GIVEN ENTRIES >>
<<<<

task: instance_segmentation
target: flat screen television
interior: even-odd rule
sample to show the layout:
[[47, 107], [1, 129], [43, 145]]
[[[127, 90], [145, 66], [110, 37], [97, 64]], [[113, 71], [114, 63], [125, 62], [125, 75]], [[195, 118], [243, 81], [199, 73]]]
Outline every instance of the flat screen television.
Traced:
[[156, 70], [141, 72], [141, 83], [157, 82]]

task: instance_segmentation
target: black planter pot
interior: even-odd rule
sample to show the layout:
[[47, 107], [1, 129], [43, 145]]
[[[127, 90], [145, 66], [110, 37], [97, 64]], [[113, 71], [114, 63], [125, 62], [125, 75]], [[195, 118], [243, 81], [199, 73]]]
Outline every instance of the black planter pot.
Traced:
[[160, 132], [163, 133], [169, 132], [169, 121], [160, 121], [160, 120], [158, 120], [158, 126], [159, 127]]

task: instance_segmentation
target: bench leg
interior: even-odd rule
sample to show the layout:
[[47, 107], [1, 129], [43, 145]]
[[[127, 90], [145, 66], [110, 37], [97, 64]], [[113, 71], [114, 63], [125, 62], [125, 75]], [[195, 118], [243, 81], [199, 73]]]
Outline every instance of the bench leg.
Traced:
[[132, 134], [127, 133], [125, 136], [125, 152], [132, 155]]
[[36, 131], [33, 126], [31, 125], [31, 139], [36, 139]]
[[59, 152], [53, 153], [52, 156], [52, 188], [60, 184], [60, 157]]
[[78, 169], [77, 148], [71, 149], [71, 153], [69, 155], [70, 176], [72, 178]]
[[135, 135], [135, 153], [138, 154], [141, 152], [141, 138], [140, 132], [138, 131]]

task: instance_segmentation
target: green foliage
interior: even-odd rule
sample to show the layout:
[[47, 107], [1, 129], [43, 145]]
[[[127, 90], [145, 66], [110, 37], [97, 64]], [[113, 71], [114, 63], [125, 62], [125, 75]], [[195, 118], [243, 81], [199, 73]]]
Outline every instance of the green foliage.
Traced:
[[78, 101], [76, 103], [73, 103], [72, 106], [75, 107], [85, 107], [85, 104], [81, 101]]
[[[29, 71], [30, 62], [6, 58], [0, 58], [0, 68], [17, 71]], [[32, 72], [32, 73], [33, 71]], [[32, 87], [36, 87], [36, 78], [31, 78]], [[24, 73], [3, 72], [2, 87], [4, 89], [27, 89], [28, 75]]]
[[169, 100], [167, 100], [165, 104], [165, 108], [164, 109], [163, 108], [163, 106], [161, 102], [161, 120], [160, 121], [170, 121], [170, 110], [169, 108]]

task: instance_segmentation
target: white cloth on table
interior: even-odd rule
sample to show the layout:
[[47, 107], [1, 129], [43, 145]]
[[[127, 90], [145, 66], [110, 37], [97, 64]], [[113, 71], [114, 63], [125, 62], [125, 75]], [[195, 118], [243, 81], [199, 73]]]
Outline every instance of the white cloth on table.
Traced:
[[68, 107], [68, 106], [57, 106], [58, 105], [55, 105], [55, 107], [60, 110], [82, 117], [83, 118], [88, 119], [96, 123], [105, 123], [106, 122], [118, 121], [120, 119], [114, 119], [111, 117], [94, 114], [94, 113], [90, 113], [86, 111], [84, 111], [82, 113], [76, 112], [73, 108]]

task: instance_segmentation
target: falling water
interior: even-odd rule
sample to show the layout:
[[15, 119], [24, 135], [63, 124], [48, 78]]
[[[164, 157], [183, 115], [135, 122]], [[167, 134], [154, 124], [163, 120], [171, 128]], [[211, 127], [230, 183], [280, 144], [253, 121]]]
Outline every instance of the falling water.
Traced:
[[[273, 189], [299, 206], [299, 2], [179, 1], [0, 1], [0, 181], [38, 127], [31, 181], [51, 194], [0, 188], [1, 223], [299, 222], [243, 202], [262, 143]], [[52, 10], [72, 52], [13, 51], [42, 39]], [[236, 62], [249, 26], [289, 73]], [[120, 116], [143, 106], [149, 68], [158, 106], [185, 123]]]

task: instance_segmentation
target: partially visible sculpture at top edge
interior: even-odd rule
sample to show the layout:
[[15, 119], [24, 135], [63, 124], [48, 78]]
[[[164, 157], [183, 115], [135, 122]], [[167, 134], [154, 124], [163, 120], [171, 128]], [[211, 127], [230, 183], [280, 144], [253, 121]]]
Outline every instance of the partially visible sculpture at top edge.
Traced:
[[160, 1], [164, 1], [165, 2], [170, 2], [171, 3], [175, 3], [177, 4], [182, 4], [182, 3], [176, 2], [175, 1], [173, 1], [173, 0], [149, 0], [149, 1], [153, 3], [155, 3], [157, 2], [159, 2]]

>>>>

WHAT YOU ARE ASKED TO DO >>
Reproduce the entire listing above, changing each occurrence of "even-odd rule" to "nonzero winding rule" and leaving every other line unchanged.

CORRECT OUTPUT >>
task: instance_segmentation
target: flat screen television
interior: nonzero winding rule
sample to show the layout:
[[47, 107], [1, 129], [43, 145]]
[[[127, 90], [145, 66], [110, 37], [97, 64]], [[113, 71], [114, 63], [125, 62], [125, 75]], [[195, 118], [243, 81], [199, 73]]]
Outline every instance of the flat screen television.
Traced:
[[156, 70], [141, 72], [141, 83], [157, 82]]

task: instance_segmentation
target: black planter pot
interior: nonzero winding rule
sample to show the layout:
[[47, 107], [1, 129], [43, 145]]
[[[127, 90], [145, 66], [110, 37], [97, 64]], [[113, 71], [114, 63], [125, 62], [125, 75]], [[195, 118], [243, 81], [199, 73]]]
Outline every instance of the black planter pot.
Traced:
[[160, 132], [163, 133], [169, 132], [169, 121], [160, 121], [160, 120], [158, 120], [158, 126], [159, 127]]

task: instance_segmentation
target: bench leg
interior: nonzero winding rule
sample to show the layout:
[[47, 107], [1, 129], [43, 145]]
[[[127, 90], [145, 66], [110, 37], [97, 64]], [[113, 71], [114, 63], [125, 62], [125, 75]], [[195, 118], [243, 81], [199, 73]]]
Outline every instance of the bench leg.
Traced:
[[132, 134], [127, 133], [125, 136], [125, 152], [132, 155]]
[[36, 131], [33, 126], [31, 125], [31, 139], [36, 139]]
[[59, 152], [53, 153], [52, 156], [52, 188], [60, 184], [60, 157]]
[[78, 169], [77, 148], [71, 149], [71, 153], [69, 155], [70, 176], [72, 178]]
[[135, 135], [135, 153], [138, 154], [141, 152], [141, 138], [140, 132], [138, 131]]

task: instance_segmentation
target: green foliage
interior: nonzero winding rule
sample to show the layout:
[[47, 107], [1, 129], [43, 145]]
[[[127, 90], [145, 66], [110, 37], [97, 64]], [[113, 71], [114, 63], [125, 62], [125, 75]], [[195, 118], [243, 81], [199, 73]]]
Outline every instance of the green foliage.
Traced:
[[78, 101], [76, 103], [73, 103], [72, 106], [75, 107], [85, 107], [85, 104], [81, 101]]
[[[29, 71], [30, 62], [6, 58], [0, 58], [0, 68], [17, 71]], [[32, 72], [32, 73], [33, 71]], [[32, 87], [36, 87], [36, 78], [31, 78]], [[24, 73], [3, 72], [2, 87], [4, 89], [27, 89], [28, 75]]]
[[169, 100], [167, 100], [165, 104], [165, 108], [164, 109], [163, 108], [163, 106], [161, 102], [161, 120], [160, 121], [170, 121], [170, 110], [169, 108]]

task: instance_segmentation
target: white cloth on table
interior: nonzero winding rule
sample to show the layout:
[[47, 107], [1, 129], [43, 145]]
[[[127, 90], [145, 66], [110, 37], [97, 64]], [[113, 71], [114, 63], [125, 62], [125, 75]], [[195, 118], [243, 81], [199, 73]]]
Outline every instance of the white cloth on table.
Traced:
[[68, 107], [68, 106], [57, 106], [58, 105], [55, 105], [55, 107], [60, 110], [82, 117], [83, 118], [88, 119], [96, 123], [105, 123], [106, 122], [118, 121], [120, 119], [114, 119], [111, 117], [94, 114], [94, 113], [90, 113], [86, 111], [84, 111], [82, 113], [76, 112], [73, 108]]

task: instance_segmentation
target: falling water
interior: nonzero winding rule
sample to show the layout:
[[15, 119], [24, 135], [63, 124], [48, 78]]
[[[164, 157], [183, 115], [135, 122]], [[167, 134], [154, 124], [163, 120], [171, 128]], [[211, 127], [230, 183], [280, 144], [253, 121]]]
Outline every instance of the falling water.
Traced:
[[[273, 189], [299, 206], [299, 2], [179, 1], [0, 1], [0, 181], [38, 127], [31, 181], [51, 194], [0, 188], [1, 223], [299, 222], [243, 202], [262, 143]], [[52, 10], [72, 52], [13, 51], [42, 39]], [[236, 62], [249, 26], [289, 73]], [[120, 116], [143, 106], [149, 68], [158, 106], [185, 123]]]

task: instance_segmentation
target: partially visible sculpture at top edge
interior: nonzero winding rule
sample to show the layout:
[[15, 119], [24, 135], [63, 124], [48, 78]]
[[[164, 157], [183, 115], [135, 122]], [[167, 134], [154, 124], [163, 120], [171, 128]], [[211, 127], [230, 183], [280, 144], [253, 121]]]
Outline every instance of the partially visible sculpture at top edge.
Traced:
[[160, 1], [164, 1], [165, 2], [170, 2], [171, 3], [175, 3], [177, 4], [182, 4], [182, 3], [176, 2], [175, 1], [173, 1], [173, 0], [149, 0], [149, 1], [153, 3], [155, 3], [157, 2], [159, 2]]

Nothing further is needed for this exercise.